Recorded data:

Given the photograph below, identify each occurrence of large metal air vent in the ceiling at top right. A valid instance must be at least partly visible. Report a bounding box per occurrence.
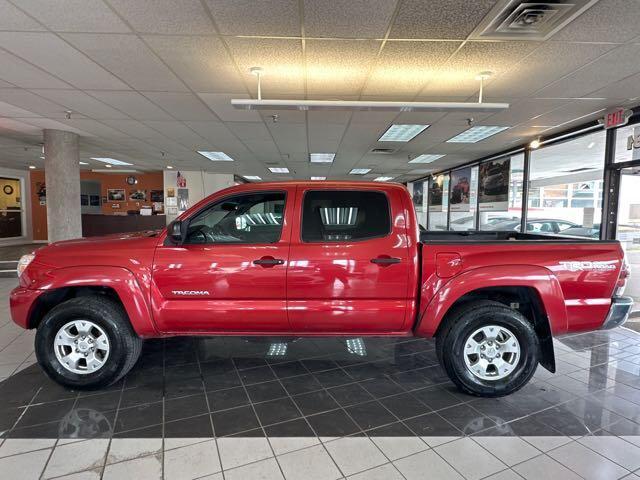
[471,0,597,40]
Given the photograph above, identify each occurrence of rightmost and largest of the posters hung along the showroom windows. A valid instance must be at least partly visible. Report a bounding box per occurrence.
[478,158,511,212]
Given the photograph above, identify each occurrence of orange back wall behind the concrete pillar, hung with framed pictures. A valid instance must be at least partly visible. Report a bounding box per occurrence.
[30,170,163,240]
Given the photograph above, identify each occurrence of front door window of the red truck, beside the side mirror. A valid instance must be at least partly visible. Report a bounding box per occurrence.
[185,192,285,244]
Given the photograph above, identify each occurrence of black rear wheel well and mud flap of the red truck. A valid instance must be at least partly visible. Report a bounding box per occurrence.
[435,287,556,373]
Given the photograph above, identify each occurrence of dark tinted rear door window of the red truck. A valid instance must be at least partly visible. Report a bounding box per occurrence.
[302,190,391,242]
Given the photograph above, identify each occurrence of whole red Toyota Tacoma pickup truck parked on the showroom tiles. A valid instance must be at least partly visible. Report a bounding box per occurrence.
[11,182,632,396]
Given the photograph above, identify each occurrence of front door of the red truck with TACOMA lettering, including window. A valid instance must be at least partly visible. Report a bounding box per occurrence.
[152,188,295,333]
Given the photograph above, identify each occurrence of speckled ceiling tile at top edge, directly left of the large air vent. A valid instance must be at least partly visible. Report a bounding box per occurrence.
[390,0,496,39]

# Problem statement
Output each record precisely as it appears, and drop every picture.

# Reply
Given the photograph below, identify each occurrence of large metal air vent in the ceiling at top right. A valid instance must be at least partly visible. Report a bounding box per occurrence.
[471,0,597,40]
Given the photograph above, identify each occurrence of rightmost and largest of the posters hung along the showroom windows. A valid instance must be at least partly visible. Report a bounding box per occurrence.
[478,158,511,212]
Given the photograph above, identify each occurrence of orange back wall behind the concrete pillar, hung with framed pictures. A valid instance must be at least partly visible. Report a bounding box per occurrence.
[30,170,163,240]
Given the photograph above, identify each occurrence of front door window of the red truck, beside the side mirror. A valid instance must be at least partly visible. Report a bounding box per occurrence.
[185,192,285,244]
Given the photograph above, identify each occurrence of black rear wheel well and mud flap of the red truck. A valid instance must be at least partly visible. Report a bounding box per occurrence.
[435,287,556,373]
Given the photograph above, identify each occurrence of dark tinted rear door window of the red truck. A valid instance must be at least partly visible. Report a bounding box per occurrence.
[302,190,391,242]
Given the photograph above, identify each occurrence of whole red Toyota Tacoma pickup truck parked on the showroom tiles. A valid instance must be at least partly visible. Report a bounding box per occurrence.
[11,182,632,396]
Given the photograph above, identify each occurrence of front door of the red truck with TACOMA lettering, including window. A valid instance must be at least partly visible. Report a bounding box per occurrence.
[152,188,295,333]
Given the photograph above, identify each occurrence of speckled ceiling tile at top edge, directly left of the large air vent. A valid instance must be at least partly visible. Report a bounding box per occurrence.
[390,0,496,39]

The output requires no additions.